> **Aim of the exercise**
Using the counting post, explain why the number of ways to place distinguishable balls into distinguishable bins comes out to \(k^n\).

Counting for adults III: balls/bins, partitions, inclusion-exclusion, Stirling numbers

21 minute read

Published:

In previous posts about counting, I have not directly tied these questions to the “balls into bins” framing that is ubiquitous. In this post, I connect what I have discussed in past posts to this specific framing, which leads to a discussion of some important new (to this blog) ideas: the inclusion-exclusion principle, Stirling numbers of the second kind, and Bell numbers.

Distinguishable balls into distinguishable bins

Variable sizes of bins

This is pretty straightforward; it is just a variety of the coin-flip sequence problem or a “permutation without repetition”. We have \(k\) bins to pick, and we pick \(n\) times, so this is just \(k^n\). Some sources write this as \(n^k\), where \(n\) is the number of options and \(k\) the number of choices to make, which makes the bins the objects and the balls the choices. I think this latter convention is misleading, but more on that another time. In general, I think one appeal of the balls-into-bins approach is that all of the basic metaphors for the different combinatorial identities use the same fundamental physical set-up of distributing \(n\) (labeled or unlabeled) objects into \(k\) (labeled or unlabeled) bins, so we will stick with that.

> **Dataset records**
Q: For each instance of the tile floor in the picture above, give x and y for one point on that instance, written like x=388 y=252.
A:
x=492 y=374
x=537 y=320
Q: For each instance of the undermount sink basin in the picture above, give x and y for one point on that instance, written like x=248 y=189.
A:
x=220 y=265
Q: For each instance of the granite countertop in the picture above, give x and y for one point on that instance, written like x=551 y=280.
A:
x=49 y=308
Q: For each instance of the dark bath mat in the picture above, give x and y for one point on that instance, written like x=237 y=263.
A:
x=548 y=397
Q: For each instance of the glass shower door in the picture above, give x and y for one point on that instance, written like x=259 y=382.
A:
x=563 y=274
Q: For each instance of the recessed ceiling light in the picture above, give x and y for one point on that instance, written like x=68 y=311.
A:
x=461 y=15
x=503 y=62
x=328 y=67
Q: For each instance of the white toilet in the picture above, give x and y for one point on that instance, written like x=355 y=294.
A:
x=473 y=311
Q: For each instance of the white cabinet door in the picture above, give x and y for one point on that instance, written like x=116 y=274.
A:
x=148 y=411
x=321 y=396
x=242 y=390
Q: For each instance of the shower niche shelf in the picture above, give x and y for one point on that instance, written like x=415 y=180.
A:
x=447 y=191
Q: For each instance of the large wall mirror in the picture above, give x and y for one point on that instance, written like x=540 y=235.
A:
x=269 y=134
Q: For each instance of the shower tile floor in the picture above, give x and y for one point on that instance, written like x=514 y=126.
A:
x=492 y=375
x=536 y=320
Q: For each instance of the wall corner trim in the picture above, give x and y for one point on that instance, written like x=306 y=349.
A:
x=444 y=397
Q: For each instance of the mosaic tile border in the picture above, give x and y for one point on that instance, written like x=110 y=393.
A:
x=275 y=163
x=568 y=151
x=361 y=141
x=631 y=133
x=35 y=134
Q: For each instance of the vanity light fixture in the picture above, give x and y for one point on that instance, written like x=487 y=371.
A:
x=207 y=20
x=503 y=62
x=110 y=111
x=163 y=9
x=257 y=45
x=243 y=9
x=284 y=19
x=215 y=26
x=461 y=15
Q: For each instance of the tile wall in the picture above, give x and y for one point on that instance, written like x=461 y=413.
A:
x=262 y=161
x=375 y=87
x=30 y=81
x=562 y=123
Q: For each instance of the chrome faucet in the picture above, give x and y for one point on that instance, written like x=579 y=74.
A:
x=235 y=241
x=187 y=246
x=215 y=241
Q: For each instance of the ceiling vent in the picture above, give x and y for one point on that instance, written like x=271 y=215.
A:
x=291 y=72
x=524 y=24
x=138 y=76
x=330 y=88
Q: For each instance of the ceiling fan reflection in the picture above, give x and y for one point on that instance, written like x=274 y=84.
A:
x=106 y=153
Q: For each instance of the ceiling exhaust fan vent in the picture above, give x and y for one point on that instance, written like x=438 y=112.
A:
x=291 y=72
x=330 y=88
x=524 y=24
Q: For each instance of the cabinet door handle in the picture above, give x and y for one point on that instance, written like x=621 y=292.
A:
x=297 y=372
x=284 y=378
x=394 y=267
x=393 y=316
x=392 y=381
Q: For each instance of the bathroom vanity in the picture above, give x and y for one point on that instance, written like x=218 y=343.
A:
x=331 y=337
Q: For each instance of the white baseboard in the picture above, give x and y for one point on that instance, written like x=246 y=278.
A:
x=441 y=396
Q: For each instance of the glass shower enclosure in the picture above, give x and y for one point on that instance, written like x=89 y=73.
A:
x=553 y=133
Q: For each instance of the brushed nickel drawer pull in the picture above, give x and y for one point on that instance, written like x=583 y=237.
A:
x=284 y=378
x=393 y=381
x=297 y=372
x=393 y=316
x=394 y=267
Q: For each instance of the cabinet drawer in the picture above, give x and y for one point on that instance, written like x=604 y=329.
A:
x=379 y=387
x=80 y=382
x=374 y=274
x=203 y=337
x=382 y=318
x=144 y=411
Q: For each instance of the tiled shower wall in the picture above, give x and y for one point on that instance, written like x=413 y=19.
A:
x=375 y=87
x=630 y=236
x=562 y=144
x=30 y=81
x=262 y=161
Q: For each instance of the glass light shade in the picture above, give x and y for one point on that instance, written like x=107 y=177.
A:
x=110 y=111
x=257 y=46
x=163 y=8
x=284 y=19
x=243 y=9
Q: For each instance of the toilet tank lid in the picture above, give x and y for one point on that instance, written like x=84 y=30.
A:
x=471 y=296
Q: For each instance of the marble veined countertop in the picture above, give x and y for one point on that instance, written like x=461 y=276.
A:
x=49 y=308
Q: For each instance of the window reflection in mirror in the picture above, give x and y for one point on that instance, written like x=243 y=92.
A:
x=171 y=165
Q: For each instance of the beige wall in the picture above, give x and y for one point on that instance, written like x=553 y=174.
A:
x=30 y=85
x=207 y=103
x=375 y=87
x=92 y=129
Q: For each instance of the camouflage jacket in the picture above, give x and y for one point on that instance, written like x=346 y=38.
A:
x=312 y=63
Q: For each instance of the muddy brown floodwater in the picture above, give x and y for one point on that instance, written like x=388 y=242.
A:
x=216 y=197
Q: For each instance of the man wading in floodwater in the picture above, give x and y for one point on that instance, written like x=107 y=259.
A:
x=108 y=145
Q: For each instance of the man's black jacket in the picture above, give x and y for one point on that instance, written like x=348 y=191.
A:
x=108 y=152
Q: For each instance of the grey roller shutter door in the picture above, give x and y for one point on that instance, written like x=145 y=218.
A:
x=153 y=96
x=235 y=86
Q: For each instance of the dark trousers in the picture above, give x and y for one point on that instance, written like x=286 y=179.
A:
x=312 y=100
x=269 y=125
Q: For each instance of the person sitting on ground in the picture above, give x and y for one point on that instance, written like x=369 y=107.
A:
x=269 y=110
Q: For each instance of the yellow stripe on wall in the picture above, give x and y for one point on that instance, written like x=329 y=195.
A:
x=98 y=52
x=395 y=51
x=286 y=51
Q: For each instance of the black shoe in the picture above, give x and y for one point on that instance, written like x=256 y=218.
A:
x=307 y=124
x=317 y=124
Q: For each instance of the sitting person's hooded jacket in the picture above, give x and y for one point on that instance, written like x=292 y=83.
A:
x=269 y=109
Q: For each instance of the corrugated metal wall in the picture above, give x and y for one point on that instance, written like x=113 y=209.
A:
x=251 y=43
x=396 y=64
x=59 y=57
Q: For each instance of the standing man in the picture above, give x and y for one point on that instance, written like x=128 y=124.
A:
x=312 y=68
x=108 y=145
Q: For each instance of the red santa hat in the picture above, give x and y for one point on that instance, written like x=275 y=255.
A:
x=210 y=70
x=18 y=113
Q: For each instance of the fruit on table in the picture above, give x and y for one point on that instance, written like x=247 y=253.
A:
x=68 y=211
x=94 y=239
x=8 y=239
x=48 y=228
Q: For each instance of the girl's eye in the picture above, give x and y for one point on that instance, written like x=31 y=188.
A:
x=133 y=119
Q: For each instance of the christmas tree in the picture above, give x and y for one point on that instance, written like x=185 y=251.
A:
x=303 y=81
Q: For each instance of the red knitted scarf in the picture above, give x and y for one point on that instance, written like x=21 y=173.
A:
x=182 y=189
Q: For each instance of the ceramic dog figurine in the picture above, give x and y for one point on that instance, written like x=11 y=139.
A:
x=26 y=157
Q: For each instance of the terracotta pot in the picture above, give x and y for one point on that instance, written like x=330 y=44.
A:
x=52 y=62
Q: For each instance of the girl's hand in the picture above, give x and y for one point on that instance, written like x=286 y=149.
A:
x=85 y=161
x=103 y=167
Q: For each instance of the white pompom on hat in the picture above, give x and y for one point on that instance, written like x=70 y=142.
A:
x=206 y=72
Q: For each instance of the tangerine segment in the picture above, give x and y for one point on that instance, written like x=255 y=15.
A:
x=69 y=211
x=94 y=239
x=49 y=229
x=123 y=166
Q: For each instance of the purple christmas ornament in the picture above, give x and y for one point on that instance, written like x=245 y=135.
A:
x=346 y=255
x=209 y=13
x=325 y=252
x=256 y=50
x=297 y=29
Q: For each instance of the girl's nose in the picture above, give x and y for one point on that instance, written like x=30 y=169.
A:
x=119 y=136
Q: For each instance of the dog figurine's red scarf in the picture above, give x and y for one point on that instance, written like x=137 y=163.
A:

> **The solution**
There are \(k\) bins to choose from, and that choice is made \(n\) times. The count is therefore \(k\) multiplied by itself \(n\) times, or \(k^n\).